----- RECORD SET

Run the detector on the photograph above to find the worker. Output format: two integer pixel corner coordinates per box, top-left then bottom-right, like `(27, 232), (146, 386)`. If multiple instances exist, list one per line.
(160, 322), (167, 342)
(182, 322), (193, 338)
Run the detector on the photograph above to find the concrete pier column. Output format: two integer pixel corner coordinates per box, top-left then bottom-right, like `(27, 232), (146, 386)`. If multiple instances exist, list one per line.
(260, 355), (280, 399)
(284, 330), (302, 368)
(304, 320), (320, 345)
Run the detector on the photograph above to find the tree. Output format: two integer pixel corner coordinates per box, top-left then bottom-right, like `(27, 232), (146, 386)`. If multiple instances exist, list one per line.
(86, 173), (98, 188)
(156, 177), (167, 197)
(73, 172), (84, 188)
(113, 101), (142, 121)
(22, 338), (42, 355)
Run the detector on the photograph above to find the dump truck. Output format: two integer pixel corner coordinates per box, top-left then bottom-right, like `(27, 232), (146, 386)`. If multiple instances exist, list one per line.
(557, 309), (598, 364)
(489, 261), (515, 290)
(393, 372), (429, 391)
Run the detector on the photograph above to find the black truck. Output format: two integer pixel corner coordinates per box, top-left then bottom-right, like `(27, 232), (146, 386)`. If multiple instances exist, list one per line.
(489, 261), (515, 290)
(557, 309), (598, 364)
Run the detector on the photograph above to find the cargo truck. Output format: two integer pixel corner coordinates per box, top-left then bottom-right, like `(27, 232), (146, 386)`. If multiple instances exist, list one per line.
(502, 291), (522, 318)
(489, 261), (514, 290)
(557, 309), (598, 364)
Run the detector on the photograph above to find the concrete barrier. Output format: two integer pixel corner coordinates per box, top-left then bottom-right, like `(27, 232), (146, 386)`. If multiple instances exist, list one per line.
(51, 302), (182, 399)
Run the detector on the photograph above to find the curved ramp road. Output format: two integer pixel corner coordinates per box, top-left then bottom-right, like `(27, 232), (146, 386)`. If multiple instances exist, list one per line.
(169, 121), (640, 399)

----------

Edit the rows starting at the line that contains "Run the detector on the photograph above to find the cargo" and ending at the line that contains "(51, 302), (182, 399)": replace "concrete barrier" with "jersey barrier" and leave everything else unchanged. Return only those lines.

Run the detector on the photograph above to find the cargo truck. Output format: two integer pixel corner coordinates per box, top-left then bottom-right, like `(27, 232), (146, 386)`. If multiple instances exist, list one per line.
(502, 291), (522, 318)
(489, 261), (514, 290)
(557, 309), (598, 364)
Run the detector on the photograph above to find the jersey barrier. Output format: two integer pixel corner coordinates per box, top-left then bottom-right, like `(27, 232), (146, 386)`. If multiple instances exist, list one per line.
(51, 302), (182, 399)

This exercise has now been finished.